• _Text_:

##########

# Storing capped honey frames?



## Middleton (Mar 11, 2009)

Can I store capped honey frames and not worry about the honey drawing moisture and fermenting? I know I will have to worry about mold and critters. Seems like the wax would keep it sealed from the humidity in the air.


----------



## Peaches (Jun 8, 2011)

Yes, by freezing the honey frames.


----------



## Middleton (Mar 11, 2009)

Why would you have to freeze them?


----------



## Peaches (Jun 8, 2011)

To kill the Small Hive Beetle eggs. Therefore killing the larvae before they could destroy your honey crop. They eat honey and poop in the honey and make a slime-like secretion that will cause the honey to ferment.

Freezing the honey will not let the honey crystallize either. It will remain liquid.


----------



## PeteS (May 1, 2010)

You freeze them to kill any waxmoth eggs. The waxmoths will ruin your frames of honey that the bees worked so hard to make for you.


----------



## Middleton (Mar 11, 2009)

The reason I posted this was I was told honey will still draw moisture even if it was capped. I didn't buy that and guess I was looking for affirmation here. Thanks


----------



## bluegrass (Aug 30, 2006)

If you have a cool, clean and safe place to store it, it can stay indefinitely in the frames capped just like being bottled on a shelf. But freezing it first for a day or so is a good idea.


----------



## sqkcrk (Dec 10, 2005)

Middleton said:


> The reason I posted this was I was told honey will still draw moisture even if it was capped.


No, not true. I have, at any one time, 3 or 400 frames of honey in plastic clamshell trays, in big boxes, in my TV room for 9 months or more. No moisture problems.

Why do you want to store frames of honey? Why wouldn't you just leave it on your hives until it is time to extract it? Or are you doing as I do, storing comb honey?


----------



## Peaches (Jun 8, 2011)

Mark,

Do yo have central air and heating? If so, that is the reason your honey doesn't absorb moisture.


----------



## Adrian Quiney WI (Sep 14, 2007)

##########

• _Given material_:

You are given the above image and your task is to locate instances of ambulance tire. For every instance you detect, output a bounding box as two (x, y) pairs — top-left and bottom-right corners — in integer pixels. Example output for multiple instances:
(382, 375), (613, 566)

##########

• _What this exercise asks_:
(1) In the honey storage thread, repeat the passage that begins at the words "Freezing the honey will" and stops after "make for you.", substituting "runny" for "liquid".
(2) Shorten the paragraph in the honey storage thread that begins "No, not true. I have, at any one time," while keeping its main facts.
(3) Carry on the honey storage thread from the point where it stops.

• _Final answers_:
(1)
Freezing the honey will not let the honey crystallize either. It will remain runny.


----------



## PeteS (May 1, 2010)

You freeze them to kill any waxmoth eggs. The waxmoths will ruin your frames of honey that the bees worked so hard to make for you.

(2) Not true: 3 or 400 frames of honey are kept in plastic clamshell trays, in big boxes, in a TV room for 9 months or more, with no moisture problems.

(3)
What if you store it in a hive body, a board on the top and a board on the bottom; Then shrink wrap around it to keep out the critters, and prevent moisture going in or out?


----------



## Peaches (Jun 8, 2011)

Do you have hive beetles up there in Wisconsin? If you do, then you will have eggs in your honey supers and when they hatch, the beetle larvae will slime your honey and ruin it. Here in Florida, we have about day max to get the honey spun and strained to keep the beetle larvae out of the honey.

Once the honey is strained, then we can store it in an airtight bucket or pail or barrel.


----------



## Acebird (Mar 17, 2011)

Peaches said:


> Here in Florida, we have about day max to get the honey spun and strained to keep the beetle larvae out of the honey.
> 
> Once the honey is strained, then we can store it in an airtight bucket or pail or barrel.


I am not following this. If the eggs are in the honey already how does one day or 2 or 3 make any difference? How large are the beetle eggs? Do they pass through the strainer or does the strainer crush them?


----------



## Peaches (Jun 8, 2011)

Acebird,

I use a 600 mesh paint strainer. The mesh is small enough to catch the eggs, but big enough to let the pollen through. Once I strain the honey, using gravity only, into a bucket, then the beetle eggs either try to hatch in the strained wax or if I am lucky, they will die when I place the strained wax in the sun and let the bees get all the honey first. The larva of the hive beetle does not eat wax, only honey. If the bees get the honey first, then the hatched larvae dies of starvation, or the heat cooks the eggs/larvae and enough said.


----------



## hpm08161947 (May 16, 2009)

Acebird said:


> I am not following this. If the eggs are in the honey already how does one day or 2 or 3 make any difference


The eggs require a certain humidity in order to hatch. Keeping the honey house below 25% humidity is very important in SHB territory. They can pass through many filters.. depends on what you use I suppose. One the honey is filtered and sealed the moisture in the honey should be too low (<18%) to allow the near microscopic eggs to hatch.

So.. it is best to never let SHB near your comb.


----------



## sqkcrk (Dec 10, 2005)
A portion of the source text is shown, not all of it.